[SOURCE DOCUMENT Boundary: Start]

Patients with serious degenerative spinal disease, a painful condition in which the normal function of spinal vertebrae breaks down, are presented with what can be a confusing array of surgical options. A NewYork-Presbyterian Hospital/Weill Cornell Medical Center study looks at five spinal fusion approaches.
Spinal fusion is a "welding" process by which two or more of the vertebrae that make up the spinal column are fused together to heal into a single solid bone. The surgery eliminates motion between vertebrae segments, which may be desirable when motion is the cause of significant pain.
Investigators performed a meta-analysis of studies involving a total of 2,682 cases treated with five spinal fusion procedures: anterior cervical discectomy (ACD); ACDF (ACD and interbody fusion); ACDFP (ACDF and placement of an anterior plate); vertebral corpectomy; and corpectomy with placement of an anterior plate. All procedures involve a removal of the diseased disc; some involve the removal of part of the vertebra (corpectomy) and/or the placement of a stabilizing plate.
For single-disc-level procedures, the most common, the fusion rate was 97.1 percent (329 cases) for ACDFP, compared to 84.9 percent (1,134 cases) for ACD and 92.1 percent (62 cases) for ACDF.
The study also found that for two-disc-level disease, there was no significant difference between ACD with a plate system or corpectomy with a plate system. For three-disc-level disease, however, the evidence suggests that corpectomy with plate placement is associated with higher fusion rates than discectomy with plate placement (ACDFP).

[SOURCE DOCUMENT Boundary: End]
[DATA UNDER STUDY Boundary: Start]

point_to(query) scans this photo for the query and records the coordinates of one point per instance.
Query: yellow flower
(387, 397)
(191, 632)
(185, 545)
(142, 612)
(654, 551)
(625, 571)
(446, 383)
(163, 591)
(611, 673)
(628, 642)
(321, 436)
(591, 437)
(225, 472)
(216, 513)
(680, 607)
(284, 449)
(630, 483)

[DATA UNDER STUDY Boundary: End]

§ WHAT IS EXPECTED:
Using the text on spinal fusion, explain in one to three sentences why stopping motion between vertebrae segments may be desirable.

§ SOLVED EXERCISE:
Spinal fusion joins two or more vertebrae so they heal into a single solid bone, which eliminates motion between those segments. This may be desirable when that motion is the cause of significant pain.